- [WRITTEN INSTRUCTION]
Which lines of the data below contain the word "canopy"? Pull out each of them in full.

- [INPUT DATA]
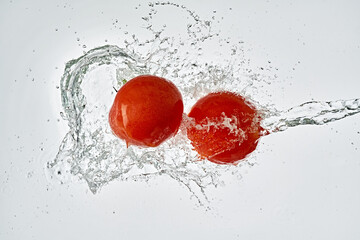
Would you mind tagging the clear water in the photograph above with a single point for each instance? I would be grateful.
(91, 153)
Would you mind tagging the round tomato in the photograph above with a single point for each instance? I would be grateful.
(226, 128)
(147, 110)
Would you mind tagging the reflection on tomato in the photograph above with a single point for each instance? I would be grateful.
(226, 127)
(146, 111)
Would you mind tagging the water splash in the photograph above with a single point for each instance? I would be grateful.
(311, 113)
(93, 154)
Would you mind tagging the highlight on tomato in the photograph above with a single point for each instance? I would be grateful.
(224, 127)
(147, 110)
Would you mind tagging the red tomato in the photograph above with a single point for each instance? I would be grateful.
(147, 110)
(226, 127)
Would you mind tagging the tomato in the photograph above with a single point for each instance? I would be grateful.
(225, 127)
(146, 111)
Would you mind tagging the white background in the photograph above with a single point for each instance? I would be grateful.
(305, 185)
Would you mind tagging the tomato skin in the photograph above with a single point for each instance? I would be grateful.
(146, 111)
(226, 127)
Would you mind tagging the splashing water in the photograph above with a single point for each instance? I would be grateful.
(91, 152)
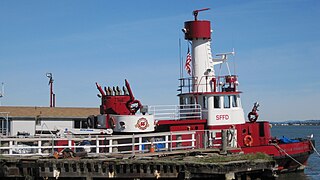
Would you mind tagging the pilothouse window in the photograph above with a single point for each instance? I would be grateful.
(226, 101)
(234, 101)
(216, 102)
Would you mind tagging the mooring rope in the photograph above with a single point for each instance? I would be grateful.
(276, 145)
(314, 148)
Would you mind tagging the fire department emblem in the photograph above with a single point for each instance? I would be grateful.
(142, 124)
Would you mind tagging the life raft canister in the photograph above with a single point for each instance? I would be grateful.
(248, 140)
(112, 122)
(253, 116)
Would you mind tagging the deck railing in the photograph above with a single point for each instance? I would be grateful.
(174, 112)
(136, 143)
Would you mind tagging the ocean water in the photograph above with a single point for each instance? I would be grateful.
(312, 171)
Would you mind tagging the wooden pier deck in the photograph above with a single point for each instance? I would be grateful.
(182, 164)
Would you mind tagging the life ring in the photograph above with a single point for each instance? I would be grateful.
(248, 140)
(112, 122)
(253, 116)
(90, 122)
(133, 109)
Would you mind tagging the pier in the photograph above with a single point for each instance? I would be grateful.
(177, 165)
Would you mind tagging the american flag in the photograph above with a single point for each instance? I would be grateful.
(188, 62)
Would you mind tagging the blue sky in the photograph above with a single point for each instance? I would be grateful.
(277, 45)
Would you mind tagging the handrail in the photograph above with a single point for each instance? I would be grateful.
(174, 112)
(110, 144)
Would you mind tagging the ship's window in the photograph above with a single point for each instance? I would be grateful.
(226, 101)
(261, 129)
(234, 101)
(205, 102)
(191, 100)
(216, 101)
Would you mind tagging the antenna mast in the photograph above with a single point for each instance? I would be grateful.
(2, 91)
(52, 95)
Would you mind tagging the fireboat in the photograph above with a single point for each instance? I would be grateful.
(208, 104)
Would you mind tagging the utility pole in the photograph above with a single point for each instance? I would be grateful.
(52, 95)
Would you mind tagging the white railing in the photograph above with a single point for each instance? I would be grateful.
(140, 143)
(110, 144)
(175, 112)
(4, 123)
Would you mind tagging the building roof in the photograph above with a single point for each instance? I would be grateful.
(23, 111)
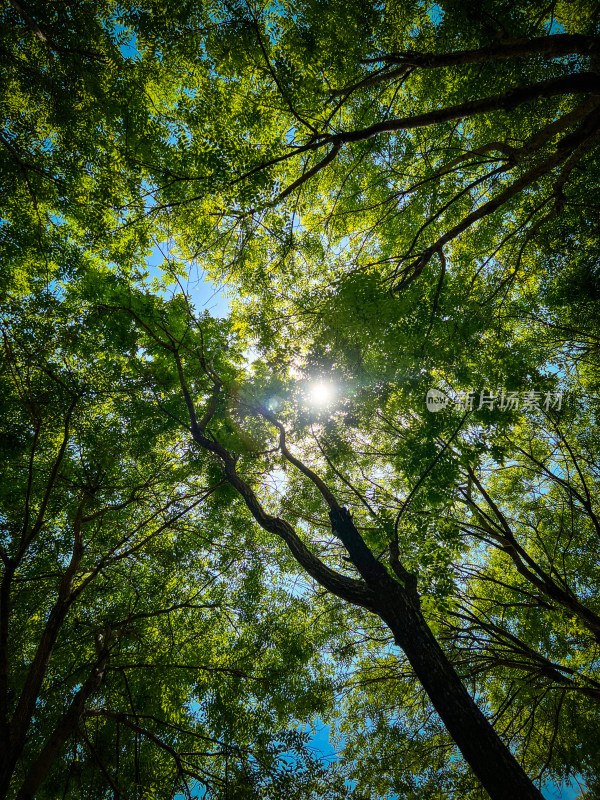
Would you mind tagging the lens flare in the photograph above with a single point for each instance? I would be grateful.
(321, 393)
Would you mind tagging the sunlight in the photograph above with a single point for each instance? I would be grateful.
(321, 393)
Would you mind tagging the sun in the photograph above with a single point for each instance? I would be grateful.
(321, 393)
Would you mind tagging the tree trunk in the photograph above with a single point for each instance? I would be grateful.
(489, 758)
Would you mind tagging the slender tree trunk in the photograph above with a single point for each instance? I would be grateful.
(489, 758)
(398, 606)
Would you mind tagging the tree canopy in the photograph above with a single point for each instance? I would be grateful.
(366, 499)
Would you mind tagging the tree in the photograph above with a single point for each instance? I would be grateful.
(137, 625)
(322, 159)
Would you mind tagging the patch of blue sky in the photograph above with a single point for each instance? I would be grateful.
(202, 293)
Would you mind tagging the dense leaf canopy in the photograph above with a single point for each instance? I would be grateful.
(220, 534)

...

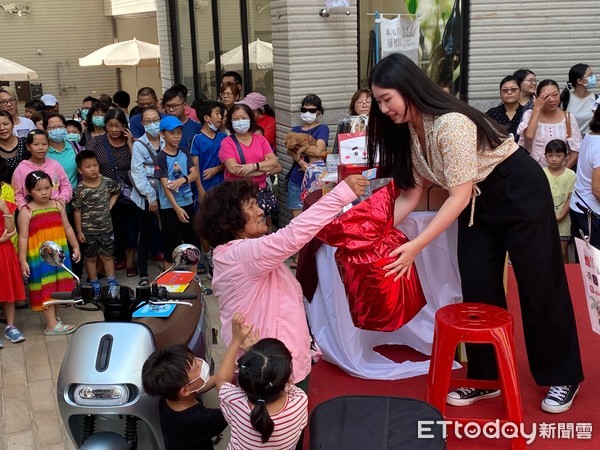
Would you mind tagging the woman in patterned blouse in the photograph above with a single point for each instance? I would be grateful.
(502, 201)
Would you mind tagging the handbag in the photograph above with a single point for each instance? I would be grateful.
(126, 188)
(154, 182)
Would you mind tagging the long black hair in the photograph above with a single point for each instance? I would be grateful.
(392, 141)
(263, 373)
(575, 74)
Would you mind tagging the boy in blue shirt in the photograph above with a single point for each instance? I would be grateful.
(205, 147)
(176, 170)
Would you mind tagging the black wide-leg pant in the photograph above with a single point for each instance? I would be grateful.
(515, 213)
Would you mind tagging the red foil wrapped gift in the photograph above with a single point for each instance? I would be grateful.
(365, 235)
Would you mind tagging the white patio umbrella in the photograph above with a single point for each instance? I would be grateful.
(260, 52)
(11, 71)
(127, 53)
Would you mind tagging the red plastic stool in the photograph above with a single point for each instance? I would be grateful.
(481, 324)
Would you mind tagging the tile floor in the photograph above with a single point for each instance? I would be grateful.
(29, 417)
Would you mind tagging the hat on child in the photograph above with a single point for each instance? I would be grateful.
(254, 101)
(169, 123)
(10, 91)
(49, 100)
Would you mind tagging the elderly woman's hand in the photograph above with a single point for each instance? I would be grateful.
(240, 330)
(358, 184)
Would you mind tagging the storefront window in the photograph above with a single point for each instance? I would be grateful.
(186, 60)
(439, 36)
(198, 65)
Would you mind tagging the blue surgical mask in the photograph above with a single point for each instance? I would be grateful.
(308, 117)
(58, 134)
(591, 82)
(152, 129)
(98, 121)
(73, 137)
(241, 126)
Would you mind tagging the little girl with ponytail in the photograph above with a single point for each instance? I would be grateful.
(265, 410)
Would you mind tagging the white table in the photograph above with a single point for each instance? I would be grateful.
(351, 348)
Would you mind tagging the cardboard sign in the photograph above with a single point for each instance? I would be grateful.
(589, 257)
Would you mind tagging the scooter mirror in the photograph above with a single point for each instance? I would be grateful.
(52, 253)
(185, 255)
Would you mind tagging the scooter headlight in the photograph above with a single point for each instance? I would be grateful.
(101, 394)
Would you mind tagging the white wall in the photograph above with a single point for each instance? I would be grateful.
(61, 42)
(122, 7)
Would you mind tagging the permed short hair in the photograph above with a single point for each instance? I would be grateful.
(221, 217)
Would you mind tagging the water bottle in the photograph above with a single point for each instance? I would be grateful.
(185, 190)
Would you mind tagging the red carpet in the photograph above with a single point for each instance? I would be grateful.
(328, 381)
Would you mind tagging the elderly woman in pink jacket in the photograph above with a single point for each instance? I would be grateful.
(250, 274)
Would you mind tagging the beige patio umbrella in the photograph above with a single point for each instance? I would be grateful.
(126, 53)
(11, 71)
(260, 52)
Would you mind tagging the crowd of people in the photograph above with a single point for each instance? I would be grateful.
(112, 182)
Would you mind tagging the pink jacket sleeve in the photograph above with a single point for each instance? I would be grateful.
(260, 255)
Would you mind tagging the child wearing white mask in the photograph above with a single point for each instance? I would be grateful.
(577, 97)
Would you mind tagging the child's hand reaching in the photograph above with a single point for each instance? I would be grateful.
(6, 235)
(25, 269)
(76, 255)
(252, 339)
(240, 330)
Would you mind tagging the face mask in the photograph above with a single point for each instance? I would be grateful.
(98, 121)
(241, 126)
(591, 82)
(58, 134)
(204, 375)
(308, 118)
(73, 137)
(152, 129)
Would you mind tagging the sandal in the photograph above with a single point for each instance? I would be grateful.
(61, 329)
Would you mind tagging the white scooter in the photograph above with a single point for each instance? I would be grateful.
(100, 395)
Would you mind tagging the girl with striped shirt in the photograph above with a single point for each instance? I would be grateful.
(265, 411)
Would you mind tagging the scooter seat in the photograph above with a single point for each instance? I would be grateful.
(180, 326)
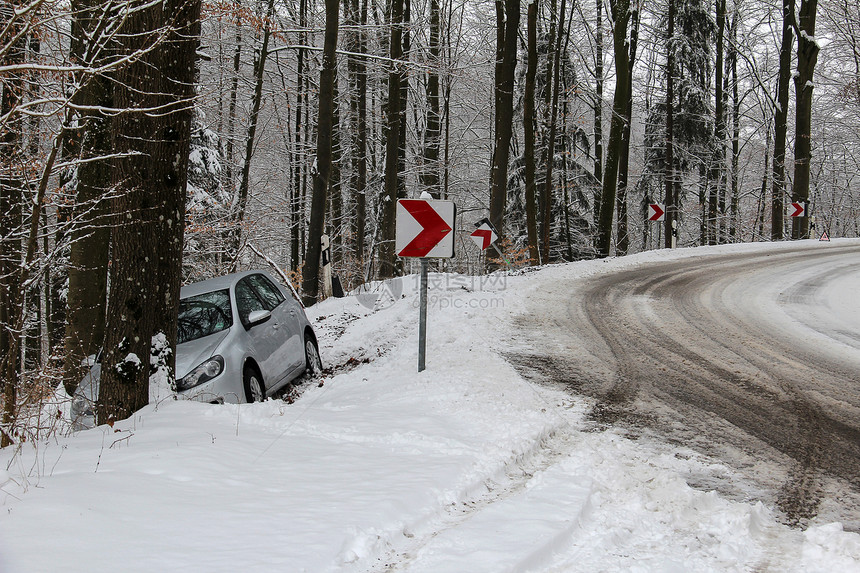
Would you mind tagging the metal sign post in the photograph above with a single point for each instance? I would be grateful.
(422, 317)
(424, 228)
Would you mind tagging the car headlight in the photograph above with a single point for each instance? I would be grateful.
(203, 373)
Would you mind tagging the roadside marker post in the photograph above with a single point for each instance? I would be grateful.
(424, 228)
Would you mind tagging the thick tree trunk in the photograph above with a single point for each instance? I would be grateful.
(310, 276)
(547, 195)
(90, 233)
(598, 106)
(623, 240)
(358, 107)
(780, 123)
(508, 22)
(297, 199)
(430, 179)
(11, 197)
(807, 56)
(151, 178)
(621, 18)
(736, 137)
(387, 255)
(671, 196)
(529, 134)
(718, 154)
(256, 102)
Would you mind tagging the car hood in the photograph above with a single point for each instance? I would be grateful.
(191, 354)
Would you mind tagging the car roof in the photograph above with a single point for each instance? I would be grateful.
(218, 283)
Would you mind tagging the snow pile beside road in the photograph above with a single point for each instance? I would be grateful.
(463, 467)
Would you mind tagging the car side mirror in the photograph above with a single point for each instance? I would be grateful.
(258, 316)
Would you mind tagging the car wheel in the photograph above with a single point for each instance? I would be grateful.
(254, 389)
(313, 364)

- [RESULT BELOW]
Would you mind tagging the tree canopy in the photograph above with a single point for each instance? I would be grateful.
Would you mind tagging the dense leaf canopy in the photograph above with a single point for each instance? I would be grateful.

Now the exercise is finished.